Point annotation dataset records
▼

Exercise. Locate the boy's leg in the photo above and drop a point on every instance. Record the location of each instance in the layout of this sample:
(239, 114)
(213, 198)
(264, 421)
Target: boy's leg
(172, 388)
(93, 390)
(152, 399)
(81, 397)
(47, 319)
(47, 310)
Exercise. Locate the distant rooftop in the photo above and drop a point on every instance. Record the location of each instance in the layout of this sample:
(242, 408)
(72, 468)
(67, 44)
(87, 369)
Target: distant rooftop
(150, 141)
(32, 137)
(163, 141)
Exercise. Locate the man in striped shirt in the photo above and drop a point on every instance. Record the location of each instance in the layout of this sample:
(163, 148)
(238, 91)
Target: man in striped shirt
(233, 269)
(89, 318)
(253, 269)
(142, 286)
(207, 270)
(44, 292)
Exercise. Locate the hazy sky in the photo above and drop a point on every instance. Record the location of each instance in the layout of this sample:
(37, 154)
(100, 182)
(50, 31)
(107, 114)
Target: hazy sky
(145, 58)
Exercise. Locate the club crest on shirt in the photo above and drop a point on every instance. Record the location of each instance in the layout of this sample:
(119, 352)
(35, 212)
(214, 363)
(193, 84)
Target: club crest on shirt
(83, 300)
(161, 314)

▲
▼

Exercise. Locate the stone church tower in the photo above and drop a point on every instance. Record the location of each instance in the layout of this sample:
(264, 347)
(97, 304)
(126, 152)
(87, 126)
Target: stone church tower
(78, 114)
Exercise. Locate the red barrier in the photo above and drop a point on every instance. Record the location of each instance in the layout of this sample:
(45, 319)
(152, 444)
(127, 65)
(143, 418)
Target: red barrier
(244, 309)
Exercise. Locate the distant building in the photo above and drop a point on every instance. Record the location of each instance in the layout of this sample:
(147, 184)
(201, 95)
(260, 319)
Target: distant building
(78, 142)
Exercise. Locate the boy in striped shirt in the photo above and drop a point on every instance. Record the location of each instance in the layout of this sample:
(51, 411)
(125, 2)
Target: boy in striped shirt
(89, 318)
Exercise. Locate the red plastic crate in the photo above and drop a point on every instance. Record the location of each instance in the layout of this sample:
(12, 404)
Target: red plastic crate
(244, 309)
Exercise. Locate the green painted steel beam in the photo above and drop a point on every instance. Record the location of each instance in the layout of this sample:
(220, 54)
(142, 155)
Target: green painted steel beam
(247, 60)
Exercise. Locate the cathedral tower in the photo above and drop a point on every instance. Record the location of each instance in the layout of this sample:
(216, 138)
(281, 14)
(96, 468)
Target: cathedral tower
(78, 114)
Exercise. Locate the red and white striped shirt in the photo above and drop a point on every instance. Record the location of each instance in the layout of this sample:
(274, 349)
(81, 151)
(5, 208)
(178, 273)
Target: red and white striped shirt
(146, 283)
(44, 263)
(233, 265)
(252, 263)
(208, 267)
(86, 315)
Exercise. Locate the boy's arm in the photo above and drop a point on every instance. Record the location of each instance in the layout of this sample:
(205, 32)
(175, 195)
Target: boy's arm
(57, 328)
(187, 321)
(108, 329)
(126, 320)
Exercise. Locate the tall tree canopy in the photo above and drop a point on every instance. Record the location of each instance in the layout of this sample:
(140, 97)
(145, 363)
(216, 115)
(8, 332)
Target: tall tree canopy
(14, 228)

▲
▼

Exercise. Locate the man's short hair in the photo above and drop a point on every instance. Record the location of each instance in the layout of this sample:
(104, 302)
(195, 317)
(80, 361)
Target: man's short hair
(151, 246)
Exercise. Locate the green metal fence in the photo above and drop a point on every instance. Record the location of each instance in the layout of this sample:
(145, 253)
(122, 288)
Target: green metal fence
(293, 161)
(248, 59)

▲

__Given exercise__. Find each line in the lines above that contains the word "painted" and copy those lines out. Case counts.

__Solution for this problem__.
Exercise. Locate the green painted steel beam in the photo above and drop a point on every instance. Record the location of each instance in the layout of this sample:
Target: green painted steel beam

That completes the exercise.